### Excerpt
Q: What happens when you put 270 physics, chemistry and environment PhDs in a room for eight years?

A: You get a revolutionary manifesto for changing the planet and saving humankind. Its arguments so irresistible, that 195 governments around the world have no alternative but to assent to its publication in their joint names.

In the last eight months, the world's climate scientists have published three times under the banner of the IPCC. Their first two reports set out a stark message about how bad the climate crisis is now. In essence they told us that humankind has to adapt or die.

The third report, published on Monday, is a classic Hollywood narrative moment. It is where the doomsayer who has just told the cast why their plight is hopeless, then turns around and says: "This is going to sound crazy, but hear me out because it might just work".

The IPCC scientists’ plan is nothing less than a complete restructuring of the global economy, a re-ordering of the way we do business, a re-imagining of our cities and a re-purposing of what we do with our saved wealth.

### Stated task 1
Retype the part of the excerpt on the IPCC reports starting with "Q: What happens" and going on through "adapt or die.".
### Stated task 2
According to the excerpt on the IPCC reports, how many governments assented to the publication of the manifesto in their joint names?
### Stated task 3
Render this sentence from the excerpt on the IPCC reports into Spanish: "In essence they told us that humankind has to adapt or die."
You can leave the records aside.

### Entries shown

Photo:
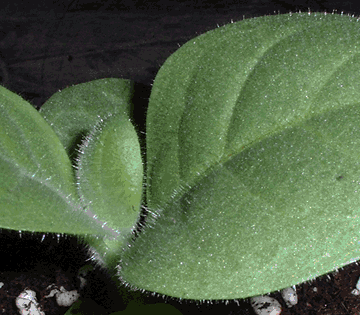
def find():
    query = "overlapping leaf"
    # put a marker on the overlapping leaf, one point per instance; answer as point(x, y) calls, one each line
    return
point(37, 188)
point(253, 159)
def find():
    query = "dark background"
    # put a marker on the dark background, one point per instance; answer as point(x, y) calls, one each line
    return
point(49, 45)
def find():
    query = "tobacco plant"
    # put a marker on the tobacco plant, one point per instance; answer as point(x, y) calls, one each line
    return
point(251, 178)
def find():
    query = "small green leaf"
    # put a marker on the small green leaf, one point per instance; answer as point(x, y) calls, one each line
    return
point(74, 111)
point(253, 159)
point(110, 174)
point(37, 190)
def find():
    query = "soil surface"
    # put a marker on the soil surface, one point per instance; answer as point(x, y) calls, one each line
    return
point(47, 47)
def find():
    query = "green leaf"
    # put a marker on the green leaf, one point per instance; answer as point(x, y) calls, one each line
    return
point(110, 175)
point(37, 190)
point(74, 111)
point(109, 166)
point(253, 159)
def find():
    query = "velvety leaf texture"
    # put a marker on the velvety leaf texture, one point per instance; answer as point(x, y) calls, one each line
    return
point(74, 111)
point(110, 174)
point(37, 189)
point(253, 159)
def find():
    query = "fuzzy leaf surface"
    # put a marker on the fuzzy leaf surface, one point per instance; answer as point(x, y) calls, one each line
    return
point(110, 175)
point(37, 188)
point(253, 146)
point(74, 111)
point(93, 118)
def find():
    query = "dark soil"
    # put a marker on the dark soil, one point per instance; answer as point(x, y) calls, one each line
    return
point(46, 47)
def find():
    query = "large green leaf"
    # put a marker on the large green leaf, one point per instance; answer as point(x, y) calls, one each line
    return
point(253, 159)
point(37, 189)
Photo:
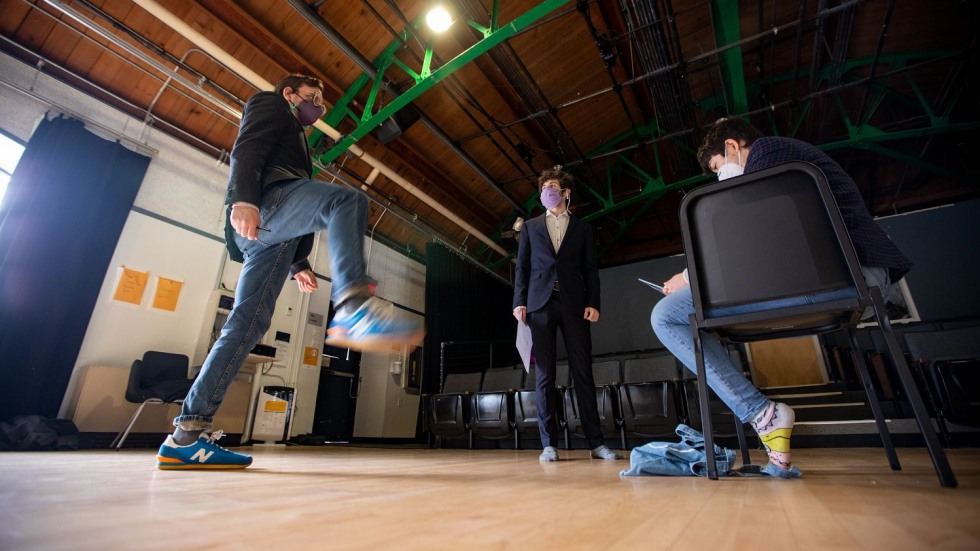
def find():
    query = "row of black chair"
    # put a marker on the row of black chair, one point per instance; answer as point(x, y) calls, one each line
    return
point(636, 397)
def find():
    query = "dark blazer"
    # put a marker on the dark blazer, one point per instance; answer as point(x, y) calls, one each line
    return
point(271, 147)
point(871, 243)
point(575, 267)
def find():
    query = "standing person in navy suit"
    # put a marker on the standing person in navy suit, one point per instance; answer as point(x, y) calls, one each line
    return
point(557, 287)
point(729, 149)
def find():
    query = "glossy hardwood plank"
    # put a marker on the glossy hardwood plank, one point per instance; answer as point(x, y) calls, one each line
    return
point(384, 498)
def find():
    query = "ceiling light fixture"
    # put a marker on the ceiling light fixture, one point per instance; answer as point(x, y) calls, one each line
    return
point(438, 19)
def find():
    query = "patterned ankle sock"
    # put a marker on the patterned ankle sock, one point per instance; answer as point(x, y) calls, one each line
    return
point(186, 437)
point(774, 427)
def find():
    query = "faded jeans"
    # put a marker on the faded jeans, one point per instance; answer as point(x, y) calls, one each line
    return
point(288, 212)
point(671, 323)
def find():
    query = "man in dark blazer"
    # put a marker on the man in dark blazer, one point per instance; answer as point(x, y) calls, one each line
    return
point(730, 148)
point(274, 206)
point(557, 287)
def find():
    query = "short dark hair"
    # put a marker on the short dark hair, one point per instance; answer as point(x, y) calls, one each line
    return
point(296, 80)
point(555, 173)
point(727, 128)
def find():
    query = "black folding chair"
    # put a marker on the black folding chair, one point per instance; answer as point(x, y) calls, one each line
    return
point(157, 378)
point(778, 233)
point(448, 413)
point(493, 407)
point(950, 362)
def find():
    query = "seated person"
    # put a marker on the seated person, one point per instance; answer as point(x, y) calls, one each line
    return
point(730, 148)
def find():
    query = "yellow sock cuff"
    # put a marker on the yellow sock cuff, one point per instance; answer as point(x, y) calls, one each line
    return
point(777, 440)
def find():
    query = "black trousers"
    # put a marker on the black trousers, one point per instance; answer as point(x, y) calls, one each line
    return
point(577, 333)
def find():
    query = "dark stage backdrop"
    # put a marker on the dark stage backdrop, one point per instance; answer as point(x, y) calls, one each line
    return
point(463, 303)
point(60, 221)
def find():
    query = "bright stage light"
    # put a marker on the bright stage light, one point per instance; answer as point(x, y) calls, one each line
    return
point(438, 19)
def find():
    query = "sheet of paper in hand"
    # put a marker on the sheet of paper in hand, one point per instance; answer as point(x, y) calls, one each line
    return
point(654, 286)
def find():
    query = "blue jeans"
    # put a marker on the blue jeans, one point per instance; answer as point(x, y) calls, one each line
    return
point(671, 323)
point(288, 211)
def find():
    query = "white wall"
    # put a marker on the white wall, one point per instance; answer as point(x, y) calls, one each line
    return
point(176, 231)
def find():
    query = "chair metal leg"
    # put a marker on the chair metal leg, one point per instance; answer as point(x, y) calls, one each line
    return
point(865, 379)
point(117, 442)
point(705, 401)
point(742, 442)
point(939, 460)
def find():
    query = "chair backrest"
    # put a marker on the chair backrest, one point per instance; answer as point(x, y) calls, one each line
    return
point(659, 368)
point(948, 344)
point(768, 235)
point(462, 382)
point(502, 379)
point(158, 375)
point(530, 379)
point(607, 373)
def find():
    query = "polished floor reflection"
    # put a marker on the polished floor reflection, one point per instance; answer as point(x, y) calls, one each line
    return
point(397, 498)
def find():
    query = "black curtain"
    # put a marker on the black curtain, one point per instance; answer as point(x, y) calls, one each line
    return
point(463, 303)
point(59, 224)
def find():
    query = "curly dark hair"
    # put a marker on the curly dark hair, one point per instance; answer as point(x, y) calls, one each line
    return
point(555, 173)
point(727, 128)
point(296, 80)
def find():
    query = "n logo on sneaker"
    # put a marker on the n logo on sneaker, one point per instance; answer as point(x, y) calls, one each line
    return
point(202, 456)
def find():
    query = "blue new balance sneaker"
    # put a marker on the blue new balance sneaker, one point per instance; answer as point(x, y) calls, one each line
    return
point(203, 454)
point(374, 326)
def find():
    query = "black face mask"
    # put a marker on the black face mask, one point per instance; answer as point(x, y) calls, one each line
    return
point(308, 113)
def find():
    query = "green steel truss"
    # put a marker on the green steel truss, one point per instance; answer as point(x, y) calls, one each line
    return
point(424, 79)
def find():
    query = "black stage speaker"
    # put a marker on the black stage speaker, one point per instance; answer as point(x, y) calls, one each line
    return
point(394, 125)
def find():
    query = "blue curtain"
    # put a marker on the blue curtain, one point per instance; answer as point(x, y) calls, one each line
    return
point(59, 224)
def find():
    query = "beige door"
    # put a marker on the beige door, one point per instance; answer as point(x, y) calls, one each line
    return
point(787, 362)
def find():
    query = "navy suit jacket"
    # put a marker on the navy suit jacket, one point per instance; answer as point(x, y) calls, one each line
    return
point(871, 243)
point(575, 267)
point(271, 147)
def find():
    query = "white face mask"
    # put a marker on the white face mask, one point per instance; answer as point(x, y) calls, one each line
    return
point(730, 170)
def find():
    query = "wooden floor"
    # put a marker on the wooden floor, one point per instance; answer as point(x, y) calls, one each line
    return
point(382, 498)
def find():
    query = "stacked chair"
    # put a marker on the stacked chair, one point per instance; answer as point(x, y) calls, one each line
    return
point(649, 397)
point(492, 408)
point(448, 413)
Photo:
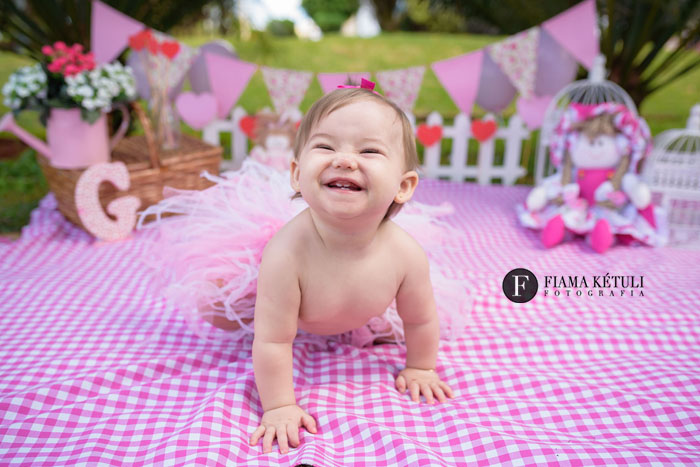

### Worked solution 1
Q: What happens when you put 270 physics, chemistry and environment PhDs in a room for eight years?

A: You get a revolutionary manifesto for changing the planet and saving humankind. Its arguments so irresistible, that 195 governments around the world have no alternative but to assent to its publication in their joint names.

In the last eight months, the world's climate scientists have published three times under the banner of the IPCC. Their first two reports set out a stark message about how bad the climate crisis is now. In essence they told us that humankind has to adapt or die.

### Worked solution 2
195 governments.

### Worked solution 3
En esencia, nos dijeron que la humanidad tiene que adaptarse o morir.